**WHAT IS EXPECTED:** Exactly reproduce the lines from the one holding "column 159, row 271" through the final line of the listing below, with both ends included and nothing else.

**SUPPLIED MATERIAL:**
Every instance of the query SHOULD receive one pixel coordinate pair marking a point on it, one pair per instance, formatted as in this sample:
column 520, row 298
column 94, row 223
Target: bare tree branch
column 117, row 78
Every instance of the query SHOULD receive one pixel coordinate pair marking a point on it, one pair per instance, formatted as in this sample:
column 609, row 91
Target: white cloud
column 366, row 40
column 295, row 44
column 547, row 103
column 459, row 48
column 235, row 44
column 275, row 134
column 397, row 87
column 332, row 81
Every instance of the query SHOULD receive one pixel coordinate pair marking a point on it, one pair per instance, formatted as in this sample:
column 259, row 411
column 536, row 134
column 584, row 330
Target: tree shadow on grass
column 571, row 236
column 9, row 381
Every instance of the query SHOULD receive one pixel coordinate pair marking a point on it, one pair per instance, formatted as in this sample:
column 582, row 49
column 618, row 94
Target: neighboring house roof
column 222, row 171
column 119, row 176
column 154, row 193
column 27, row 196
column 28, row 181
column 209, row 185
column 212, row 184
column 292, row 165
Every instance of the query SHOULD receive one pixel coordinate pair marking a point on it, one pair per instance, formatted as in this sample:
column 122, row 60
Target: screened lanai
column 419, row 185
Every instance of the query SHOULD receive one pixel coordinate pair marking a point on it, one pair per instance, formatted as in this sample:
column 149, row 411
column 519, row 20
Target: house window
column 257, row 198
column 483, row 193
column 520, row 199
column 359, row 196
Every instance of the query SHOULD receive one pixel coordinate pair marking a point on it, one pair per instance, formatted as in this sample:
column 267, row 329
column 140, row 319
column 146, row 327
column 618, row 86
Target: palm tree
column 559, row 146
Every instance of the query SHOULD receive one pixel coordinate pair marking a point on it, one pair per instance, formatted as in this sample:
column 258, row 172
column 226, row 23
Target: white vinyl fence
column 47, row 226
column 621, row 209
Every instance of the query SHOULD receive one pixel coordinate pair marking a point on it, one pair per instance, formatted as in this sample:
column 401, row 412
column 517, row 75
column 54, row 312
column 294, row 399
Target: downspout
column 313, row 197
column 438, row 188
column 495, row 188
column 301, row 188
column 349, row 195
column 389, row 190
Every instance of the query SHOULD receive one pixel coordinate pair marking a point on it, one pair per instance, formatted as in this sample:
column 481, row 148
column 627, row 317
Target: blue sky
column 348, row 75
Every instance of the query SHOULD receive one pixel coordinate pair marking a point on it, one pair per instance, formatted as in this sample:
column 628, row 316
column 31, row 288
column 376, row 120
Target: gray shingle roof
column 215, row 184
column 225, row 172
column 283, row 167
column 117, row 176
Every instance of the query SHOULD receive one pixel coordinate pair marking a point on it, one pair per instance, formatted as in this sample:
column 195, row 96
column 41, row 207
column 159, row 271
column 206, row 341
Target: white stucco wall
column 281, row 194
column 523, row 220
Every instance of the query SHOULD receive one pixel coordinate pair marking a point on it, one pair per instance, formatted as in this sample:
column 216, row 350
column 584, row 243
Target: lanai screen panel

**ANSWER:**
column 159, row 271
column 206, row 341
Target: white stucco wall
column 281, row 194
column 523, row 220
Every instance of the query SHOULD receive one pixel coordinate pair marking a point on it, one pair per instance, formatted as in this sample:
column 216, row 350
column 584, row 243
Target: lanai screen panel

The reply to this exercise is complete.